▸ **TASK INPUTS**:
** Begin **

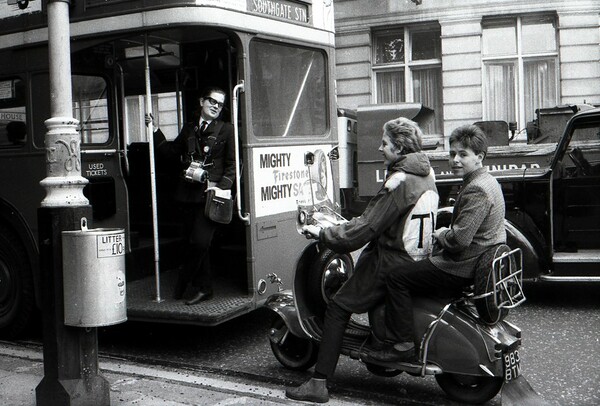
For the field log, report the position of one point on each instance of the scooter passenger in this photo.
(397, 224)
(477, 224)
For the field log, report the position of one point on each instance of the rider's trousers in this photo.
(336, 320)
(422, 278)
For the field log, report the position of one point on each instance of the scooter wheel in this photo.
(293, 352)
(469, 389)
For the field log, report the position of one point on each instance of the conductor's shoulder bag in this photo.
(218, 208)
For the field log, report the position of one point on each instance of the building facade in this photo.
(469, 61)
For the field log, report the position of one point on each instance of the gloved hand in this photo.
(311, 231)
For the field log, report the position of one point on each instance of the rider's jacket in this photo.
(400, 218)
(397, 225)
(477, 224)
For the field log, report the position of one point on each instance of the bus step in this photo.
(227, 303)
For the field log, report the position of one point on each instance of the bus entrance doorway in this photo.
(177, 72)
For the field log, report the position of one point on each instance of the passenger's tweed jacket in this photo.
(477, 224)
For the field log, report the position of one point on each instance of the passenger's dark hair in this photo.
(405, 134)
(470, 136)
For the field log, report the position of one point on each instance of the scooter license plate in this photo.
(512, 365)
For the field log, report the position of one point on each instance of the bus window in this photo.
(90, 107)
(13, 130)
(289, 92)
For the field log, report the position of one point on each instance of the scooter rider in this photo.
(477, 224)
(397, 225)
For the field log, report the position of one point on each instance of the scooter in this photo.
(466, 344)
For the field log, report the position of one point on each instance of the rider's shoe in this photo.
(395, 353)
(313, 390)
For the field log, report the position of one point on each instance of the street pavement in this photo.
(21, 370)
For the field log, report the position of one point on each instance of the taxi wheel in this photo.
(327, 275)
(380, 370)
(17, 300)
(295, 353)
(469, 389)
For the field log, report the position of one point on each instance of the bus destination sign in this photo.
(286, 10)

** End **
** Begin **

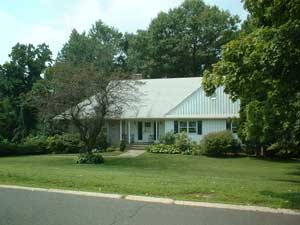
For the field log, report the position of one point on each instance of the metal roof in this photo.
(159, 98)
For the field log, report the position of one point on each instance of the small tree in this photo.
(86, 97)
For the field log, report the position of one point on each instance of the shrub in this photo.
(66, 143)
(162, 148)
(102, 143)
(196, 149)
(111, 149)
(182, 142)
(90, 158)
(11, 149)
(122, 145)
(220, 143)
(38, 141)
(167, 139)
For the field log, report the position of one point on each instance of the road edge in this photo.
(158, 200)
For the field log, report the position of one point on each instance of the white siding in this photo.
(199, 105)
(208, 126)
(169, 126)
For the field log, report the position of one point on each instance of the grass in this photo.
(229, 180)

** End **
** Begin **

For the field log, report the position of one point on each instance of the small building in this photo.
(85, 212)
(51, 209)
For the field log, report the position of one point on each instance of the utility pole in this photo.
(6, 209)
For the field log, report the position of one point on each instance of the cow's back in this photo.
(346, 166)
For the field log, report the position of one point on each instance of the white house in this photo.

** End **

▸ **WHAT THIS TASK INVOLVES**: Return every line of the rows above that contains the word "scooter".

▸ **PROBLEM SOLUTION**:
For the field log, report the position of one point on each instance of the scooter passenger in this photo.
For the field log, report the position of one point on each instance of the scooter wheel in this photo.
For the field log, report the position of one point on each instance of the scooter license plate in this photo.
For the field log, report the position of one point on each instance of the scooter rider in this photo.
For the field log, report the position of one point on each instance of the scooter in this photo.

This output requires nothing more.